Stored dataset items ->
◇ ◇ ◇
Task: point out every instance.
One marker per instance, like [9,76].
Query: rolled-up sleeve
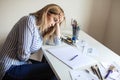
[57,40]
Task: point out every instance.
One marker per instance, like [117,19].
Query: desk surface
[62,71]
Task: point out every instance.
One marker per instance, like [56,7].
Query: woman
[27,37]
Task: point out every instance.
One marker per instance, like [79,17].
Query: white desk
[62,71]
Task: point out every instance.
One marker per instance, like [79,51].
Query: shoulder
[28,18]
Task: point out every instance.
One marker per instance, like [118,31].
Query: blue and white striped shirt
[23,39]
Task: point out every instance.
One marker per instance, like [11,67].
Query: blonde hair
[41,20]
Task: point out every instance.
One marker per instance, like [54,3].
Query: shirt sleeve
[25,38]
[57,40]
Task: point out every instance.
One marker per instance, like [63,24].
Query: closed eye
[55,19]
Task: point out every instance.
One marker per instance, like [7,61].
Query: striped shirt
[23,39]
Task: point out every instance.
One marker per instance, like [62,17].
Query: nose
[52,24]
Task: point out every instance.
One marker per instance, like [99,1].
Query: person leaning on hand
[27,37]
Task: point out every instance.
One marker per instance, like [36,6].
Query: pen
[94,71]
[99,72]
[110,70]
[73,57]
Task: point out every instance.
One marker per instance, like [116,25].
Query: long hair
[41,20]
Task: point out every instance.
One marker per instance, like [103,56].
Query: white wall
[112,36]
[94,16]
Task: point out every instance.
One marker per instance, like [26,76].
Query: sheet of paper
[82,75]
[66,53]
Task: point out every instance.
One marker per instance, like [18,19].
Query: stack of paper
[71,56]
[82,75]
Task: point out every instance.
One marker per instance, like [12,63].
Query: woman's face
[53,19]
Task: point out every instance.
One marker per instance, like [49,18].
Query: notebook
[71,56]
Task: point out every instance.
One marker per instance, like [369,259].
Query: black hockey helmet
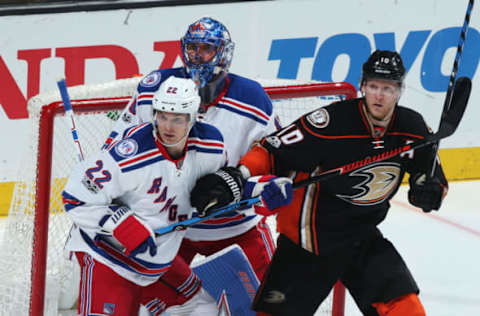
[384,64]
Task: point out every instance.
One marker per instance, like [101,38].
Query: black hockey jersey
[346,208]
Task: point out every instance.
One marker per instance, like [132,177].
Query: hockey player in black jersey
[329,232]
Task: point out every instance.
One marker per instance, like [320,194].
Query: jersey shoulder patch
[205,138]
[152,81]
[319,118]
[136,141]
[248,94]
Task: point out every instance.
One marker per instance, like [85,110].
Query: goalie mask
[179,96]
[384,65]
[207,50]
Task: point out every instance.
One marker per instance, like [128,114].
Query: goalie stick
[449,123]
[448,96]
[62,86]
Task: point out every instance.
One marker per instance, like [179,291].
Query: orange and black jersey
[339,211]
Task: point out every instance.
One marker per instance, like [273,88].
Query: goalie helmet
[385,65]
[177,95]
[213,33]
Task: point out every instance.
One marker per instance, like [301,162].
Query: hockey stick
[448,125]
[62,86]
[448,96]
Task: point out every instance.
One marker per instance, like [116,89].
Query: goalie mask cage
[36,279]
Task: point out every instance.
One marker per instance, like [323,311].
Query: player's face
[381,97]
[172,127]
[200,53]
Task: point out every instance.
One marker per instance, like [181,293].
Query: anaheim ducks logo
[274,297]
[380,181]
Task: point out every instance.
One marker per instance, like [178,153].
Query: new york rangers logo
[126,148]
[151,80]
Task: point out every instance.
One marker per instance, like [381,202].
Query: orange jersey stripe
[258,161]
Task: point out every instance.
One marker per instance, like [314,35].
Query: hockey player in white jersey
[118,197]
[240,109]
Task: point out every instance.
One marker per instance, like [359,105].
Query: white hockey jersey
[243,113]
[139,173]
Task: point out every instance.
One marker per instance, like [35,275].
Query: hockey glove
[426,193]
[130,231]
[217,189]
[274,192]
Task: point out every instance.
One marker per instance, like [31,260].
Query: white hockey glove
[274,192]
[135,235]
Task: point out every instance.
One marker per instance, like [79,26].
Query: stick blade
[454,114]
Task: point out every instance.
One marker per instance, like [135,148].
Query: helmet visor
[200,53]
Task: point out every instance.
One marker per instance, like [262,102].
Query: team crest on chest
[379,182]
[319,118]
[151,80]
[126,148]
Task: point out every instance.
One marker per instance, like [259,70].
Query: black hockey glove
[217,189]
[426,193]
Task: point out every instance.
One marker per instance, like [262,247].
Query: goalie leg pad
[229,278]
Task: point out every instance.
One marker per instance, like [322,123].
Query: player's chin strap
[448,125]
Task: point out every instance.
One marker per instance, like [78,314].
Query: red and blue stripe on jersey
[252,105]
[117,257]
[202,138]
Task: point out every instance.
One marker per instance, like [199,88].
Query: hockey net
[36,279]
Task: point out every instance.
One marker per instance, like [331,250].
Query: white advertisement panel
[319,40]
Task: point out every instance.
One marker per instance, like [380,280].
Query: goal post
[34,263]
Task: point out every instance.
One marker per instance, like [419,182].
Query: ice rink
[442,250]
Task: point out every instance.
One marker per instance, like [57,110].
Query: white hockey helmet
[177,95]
◇ ◇ ◇
TRY IT -> Give back, word for word, the lines of the records that run from the one holding "One marker per instance, like [78,314]." to the very last.

RESPONSE ->
One marker per instance, like [78,314].
Query: red and blue stripe on jersey
[252,105]
[117,257]
[202,138]
Task: point out every instance.
One marker per instance, like [199,88].
Query: hockey net
[36,279]
Task: point out every instance.
One marker per instance, like [331,250].
Query: white advertisement panel
[319,40]
Task: point out every instance.
One marker per instance, like [380,280].
Query: goal post
[34,263]
Task: point out every instance.
One marker per instance, like [419,182].
Query: ice rink
[442,250]
Task: point out every instance.
One marker per instance, like [57,110].
Query: white hockey helmet
[177,95]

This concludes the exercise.